- _EXTRAIT DU TEXTE_:
Un de vos confrères, auteur du livre Dans la tête des black blocs, nous a déjà fourni des éléments. Mais je pense que la question mérite de vous être posée.
Nous travaillons en amont en lien avec notre service police-justice. Nous disposons de différentes sources et interlocuteurs, afin de préparer les manifestations de la meilleure manière possible. Ensuite, il nous est déjà arrivé d'interroger des black blocs. Mais il est souvent compliqué de trouver quelqu'un qui accepte de témoigner. S'il le fait, ce sera toujours visage caché et voix déformée.
Nous disposons effectivement de sources, mais que nous ne pouvons pas dévoiler.
Je me suis mal exprimé. Ma question porte sur les modes de fonctionnement des auteurs de ces violences et non sur la manière dont vous interagissez avec eux. D'après vous, comment s'organisent-ils ? Les boucles de discussion servent-elles à établir des stratégies et des modes d'action ou ne s'agit-il que d'épisodes spontanés ?
Tout n'est pas spontané. Les actions sont organisées en amont, notamment sur différentes plateformes. Dans la manifestation, il y a toujours un chef d'orchestre, qui donne le top départ des hostilités.
Lors des manifestations, on sait que des éléments radicaux sont présents. Mais on ignore à quel moment les violences vont se déclencher. Le préfet de police pourra sans doute vous répondre avec plus de détails. Les black blocs étaient là dès le départ dans les manifestations contre la réforme des retraites. Mais ils jouent sur des opportunités.
Lors de précédentes auditions, une forme de typologie a été dressée. Il existerait notamment une catégorie d'individus qui peuvent exercer quelque influence sur le déroulement de la manifestation sans être forcément présents sur place. Corroborez-vous ces éléments ?

(Entrées de pointage d'objets nommés)
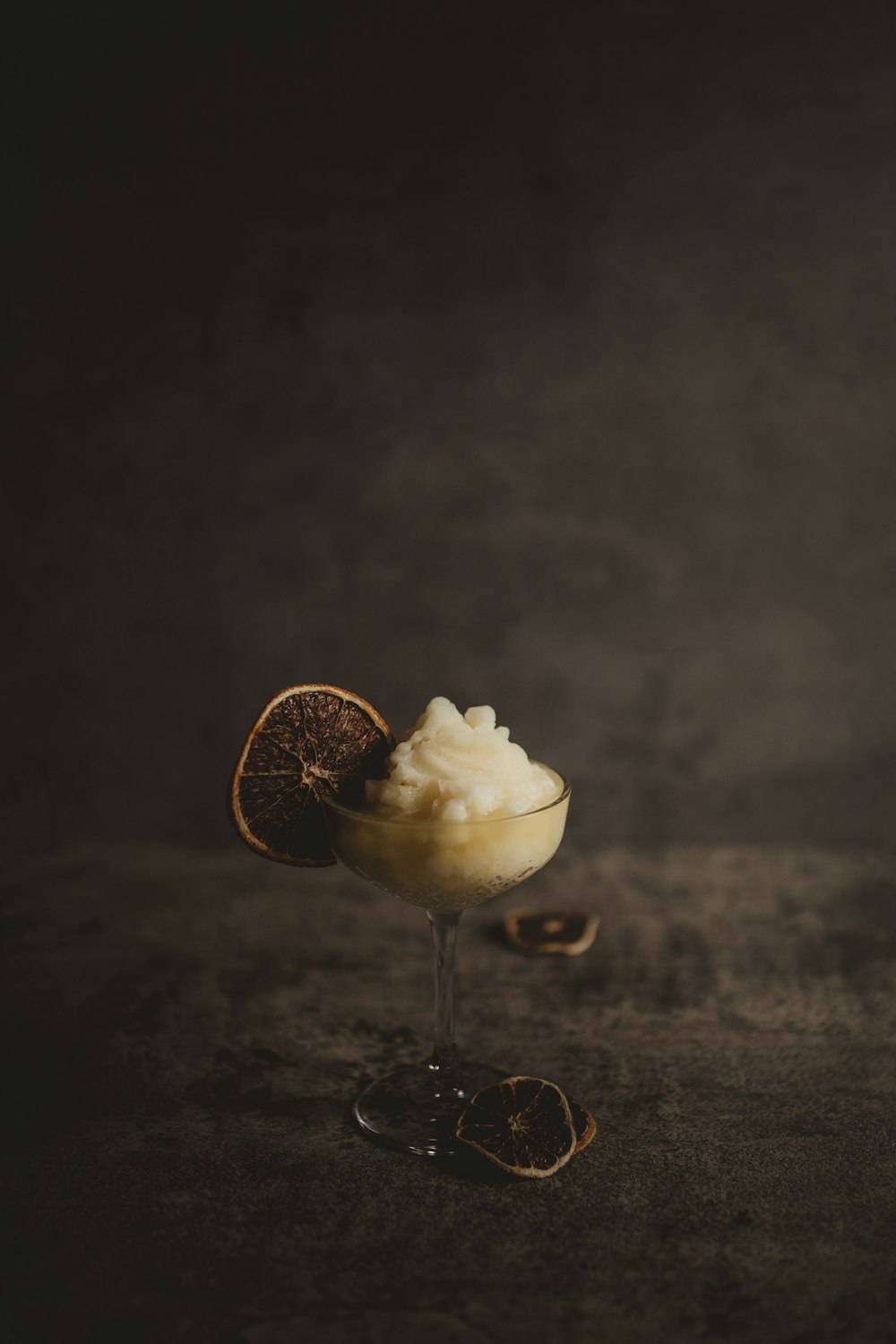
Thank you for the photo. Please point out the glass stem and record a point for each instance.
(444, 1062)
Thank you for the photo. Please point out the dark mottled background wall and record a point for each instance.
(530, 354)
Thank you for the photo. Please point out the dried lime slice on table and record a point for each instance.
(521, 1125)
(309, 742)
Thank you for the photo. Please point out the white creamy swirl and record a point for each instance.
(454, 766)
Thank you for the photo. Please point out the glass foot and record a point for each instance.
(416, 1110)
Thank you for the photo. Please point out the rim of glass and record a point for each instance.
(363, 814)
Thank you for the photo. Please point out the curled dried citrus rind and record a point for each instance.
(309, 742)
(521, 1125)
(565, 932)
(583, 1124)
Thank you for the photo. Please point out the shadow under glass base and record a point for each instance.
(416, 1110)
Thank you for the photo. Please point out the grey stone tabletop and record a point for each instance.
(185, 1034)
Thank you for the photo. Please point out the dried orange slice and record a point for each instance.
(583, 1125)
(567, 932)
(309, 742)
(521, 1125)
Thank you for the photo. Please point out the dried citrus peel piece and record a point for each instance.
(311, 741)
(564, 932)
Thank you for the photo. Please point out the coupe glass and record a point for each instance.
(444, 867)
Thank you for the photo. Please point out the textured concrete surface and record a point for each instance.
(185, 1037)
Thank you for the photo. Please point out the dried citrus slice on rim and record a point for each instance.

---

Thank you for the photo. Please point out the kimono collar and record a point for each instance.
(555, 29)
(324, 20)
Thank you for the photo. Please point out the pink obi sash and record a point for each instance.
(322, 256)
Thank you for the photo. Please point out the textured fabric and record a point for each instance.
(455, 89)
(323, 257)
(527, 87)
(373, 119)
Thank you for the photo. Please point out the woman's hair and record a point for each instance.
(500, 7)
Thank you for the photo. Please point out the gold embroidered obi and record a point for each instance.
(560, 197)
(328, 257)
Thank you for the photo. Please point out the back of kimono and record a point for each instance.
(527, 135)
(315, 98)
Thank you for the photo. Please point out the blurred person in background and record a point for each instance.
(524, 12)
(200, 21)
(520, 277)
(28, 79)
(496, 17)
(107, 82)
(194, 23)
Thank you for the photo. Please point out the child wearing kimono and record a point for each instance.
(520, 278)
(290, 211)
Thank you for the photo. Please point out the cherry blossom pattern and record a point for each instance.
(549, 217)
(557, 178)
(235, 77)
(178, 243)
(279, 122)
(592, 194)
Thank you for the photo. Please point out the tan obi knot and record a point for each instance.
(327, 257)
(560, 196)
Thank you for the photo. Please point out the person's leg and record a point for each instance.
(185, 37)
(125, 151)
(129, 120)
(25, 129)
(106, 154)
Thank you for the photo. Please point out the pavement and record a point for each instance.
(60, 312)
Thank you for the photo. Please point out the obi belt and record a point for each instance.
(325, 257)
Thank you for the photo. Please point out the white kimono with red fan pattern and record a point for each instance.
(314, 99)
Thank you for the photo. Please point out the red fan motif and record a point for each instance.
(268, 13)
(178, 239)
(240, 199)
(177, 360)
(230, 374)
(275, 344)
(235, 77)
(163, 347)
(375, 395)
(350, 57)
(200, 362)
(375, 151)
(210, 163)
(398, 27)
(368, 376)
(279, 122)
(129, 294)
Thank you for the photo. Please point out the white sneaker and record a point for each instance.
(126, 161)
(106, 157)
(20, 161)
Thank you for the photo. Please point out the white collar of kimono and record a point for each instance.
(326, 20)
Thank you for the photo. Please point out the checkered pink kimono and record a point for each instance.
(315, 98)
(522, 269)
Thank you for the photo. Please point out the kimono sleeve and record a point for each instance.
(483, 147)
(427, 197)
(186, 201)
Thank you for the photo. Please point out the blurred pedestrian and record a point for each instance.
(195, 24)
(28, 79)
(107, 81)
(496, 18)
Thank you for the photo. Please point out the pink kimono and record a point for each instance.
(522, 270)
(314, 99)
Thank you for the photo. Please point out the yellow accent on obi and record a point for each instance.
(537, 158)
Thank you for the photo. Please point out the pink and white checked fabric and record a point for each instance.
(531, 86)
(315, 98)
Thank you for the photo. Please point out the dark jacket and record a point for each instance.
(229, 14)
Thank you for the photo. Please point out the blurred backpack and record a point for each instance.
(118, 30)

...

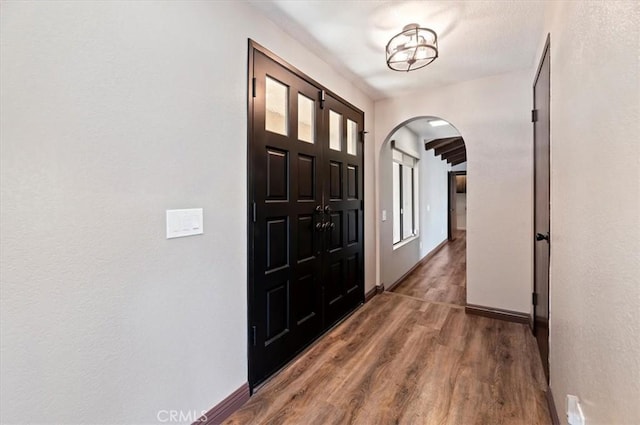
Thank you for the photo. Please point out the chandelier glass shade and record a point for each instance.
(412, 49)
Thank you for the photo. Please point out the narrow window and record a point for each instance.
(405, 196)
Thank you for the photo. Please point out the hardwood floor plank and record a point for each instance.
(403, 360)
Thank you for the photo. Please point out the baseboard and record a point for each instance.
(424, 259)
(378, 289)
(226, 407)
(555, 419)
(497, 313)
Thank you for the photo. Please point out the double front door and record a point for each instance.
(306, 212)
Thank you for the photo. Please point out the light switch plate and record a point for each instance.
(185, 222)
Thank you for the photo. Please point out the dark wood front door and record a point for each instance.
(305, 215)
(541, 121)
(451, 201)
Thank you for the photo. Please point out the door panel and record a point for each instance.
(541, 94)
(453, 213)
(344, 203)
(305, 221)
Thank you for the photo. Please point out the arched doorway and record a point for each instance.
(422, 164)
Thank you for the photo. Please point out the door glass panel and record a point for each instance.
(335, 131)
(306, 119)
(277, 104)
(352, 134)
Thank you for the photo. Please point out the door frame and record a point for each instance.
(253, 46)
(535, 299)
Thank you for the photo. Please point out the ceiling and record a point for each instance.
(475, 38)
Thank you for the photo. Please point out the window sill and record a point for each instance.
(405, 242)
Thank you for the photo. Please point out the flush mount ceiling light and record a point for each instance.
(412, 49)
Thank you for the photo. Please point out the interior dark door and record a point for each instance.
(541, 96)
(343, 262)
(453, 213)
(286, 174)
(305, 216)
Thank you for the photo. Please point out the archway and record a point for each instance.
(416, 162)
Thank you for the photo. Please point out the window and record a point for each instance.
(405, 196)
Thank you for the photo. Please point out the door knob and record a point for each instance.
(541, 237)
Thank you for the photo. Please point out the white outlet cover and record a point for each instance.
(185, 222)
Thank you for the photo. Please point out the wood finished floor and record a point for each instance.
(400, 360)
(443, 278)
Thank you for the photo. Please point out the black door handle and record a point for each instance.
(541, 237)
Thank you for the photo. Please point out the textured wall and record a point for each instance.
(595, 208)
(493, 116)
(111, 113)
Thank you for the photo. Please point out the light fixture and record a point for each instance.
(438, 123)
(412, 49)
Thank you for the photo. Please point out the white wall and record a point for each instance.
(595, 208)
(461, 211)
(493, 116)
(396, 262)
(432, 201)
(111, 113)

- _EXERCICES_:
a) Répondez aux questions suivantes à partir de l'extrait sur les black blocs :
(i) Avec quel service le travail se fait-il en amont ?
(ii) Qui donne le top départ des hostilités dans la manifestation ?
(iii) Dans quelles manifestations les black blocs étaient-ils là dès le départ ?
b) Dans les enregistrements, réécrivez les lignes comprises entre celle qui contient « Thank you for the photo. Please point out the glass foot » et celle qui contient « (583, 1124) », incluses, en substituant « mark a point » à « record a point ».

- _CORRIGÉ DÉTAILLÉ_:
a)
(i) Avec le service police-justice.
(ii) Un chef d'orchestre.
(iii) Dans les manifestations contre la réforme des retraites.

b)
Thank you for the photo. Please point out the glass foot and mark a point for each instance.
(416, 1110)
Thank you for the photo. Please point out the rim of glass and mark a point for each instance.
(363, 814)
Thank you for the photo. Please point out the curled dried citrus rind and mark a point for each instance.
(309, 742)
(521, 1125)
(565, 932)
(583, 1124)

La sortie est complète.